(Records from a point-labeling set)
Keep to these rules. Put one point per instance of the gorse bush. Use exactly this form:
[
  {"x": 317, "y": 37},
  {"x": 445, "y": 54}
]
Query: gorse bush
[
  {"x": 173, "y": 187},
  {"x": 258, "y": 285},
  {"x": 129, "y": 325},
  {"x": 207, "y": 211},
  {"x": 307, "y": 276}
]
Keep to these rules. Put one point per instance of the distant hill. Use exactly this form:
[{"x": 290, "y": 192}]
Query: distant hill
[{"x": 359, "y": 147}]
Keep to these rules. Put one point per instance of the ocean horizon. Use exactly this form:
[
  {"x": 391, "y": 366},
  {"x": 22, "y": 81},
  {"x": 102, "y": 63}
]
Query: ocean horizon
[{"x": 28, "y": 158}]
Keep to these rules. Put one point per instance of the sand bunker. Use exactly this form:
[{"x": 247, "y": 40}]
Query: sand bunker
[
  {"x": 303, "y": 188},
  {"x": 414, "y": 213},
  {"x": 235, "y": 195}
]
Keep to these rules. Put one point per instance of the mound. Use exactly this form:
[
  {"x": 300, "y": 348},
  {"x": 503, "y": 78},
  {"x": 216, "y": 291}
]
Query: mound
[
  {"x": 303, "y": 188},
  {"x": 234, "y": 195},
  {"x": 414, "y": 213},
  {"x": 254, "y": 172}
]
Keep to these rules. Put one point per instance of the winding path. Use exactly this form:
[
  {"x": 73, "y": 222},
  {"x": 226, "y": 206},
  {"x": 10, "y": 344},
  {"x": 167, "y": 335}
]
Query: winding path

**What to work on:**
Could you express every line of the listing above as a JSON list of strings, one string per line and blank lines left out?

**Result of this exercise:**
[
  "Keep to these rules. Put one point per instance of the gorse bush. Use exactly this form:",
  "[",
  "  {\"x\": 317, \"y\": 37},",
  "  {\"x\": 445, \"y\": 54}",
  "]",
  "Query: gorse bush",
  "[",
  "  {\"x\": 173, \"y\": 187},",
  "  {\"x\": 258, \"y\": 285},",
  "  {\"x\": 129, \"y\": 325},",
  "  {\"x\": 207, \"y\": 211},",
  "  {\"x\": 307, \"y\": 276}",
  "]",
  "Keep to these rules. Put one point per instance of the distant hill. Use exactly this form:",
  "[{\"x\": 290, \"y\": 192}]",
  "Query: distant hill",
  "[{\"x\": 359, \"y\": 147}]",
  "Keep to these rules. Put one point per instance of the ocean horizon. Use exactly this form:",
  "[",
  "  {\"x\": 391, \"y\": 366},",
  "  {\"x\": 22, \"y\": 81},",
  "  {\"x\": 102, \"y\": 63}",
  "]",
  "Query: ocean horizon",
  "[{\"x\": 28, \"y\": 158}]",
  "Keep to these rules. Put one point per instance of the sand bunker. Use exactly this form:",
  "[{\"x\": 247, \"y\": 40}]",
  "Query: sand bunker",
  "[",
  "  {\"x\": 303, \"y\": 188},",
  "  {\"x\": 414, \"y\": 213},",
  "  {\"x\": 235, \"y\": 195}",
  "]",
  "Keep to these rules. Put one point per instance of the mound. Use exactly this form:",
  "[",
  "  {\"x\": 300, \"y\": 348},",
  "  {\"x\": 503, \"y\": 78},",
  "  {\"x\": 216, \"y\": 291}",
  "]",
  "Query: mound",
  "[",
  "  {\"x\": 303, \"y\": 188},",
  "  {\"x\": 234, \"y\": 195},",
  "  {\"x\": 414, \"y\": 213},",
  "  {\"x\": 254, \"y\": 172}",
  "]",
  "Keep to these rules. Put one point per instance of the winding path. Use exactly this form:",
  "[",
  "  {\"x\": 73, \"y\": 222},",
  "  {\"x\": 226, \"y\": 206},",
  "  {\"x\": 10, \"y\": 344},",
  "  {\"x\": 167, \"y\": 335}",
  "]",
  "Query: winding path"
]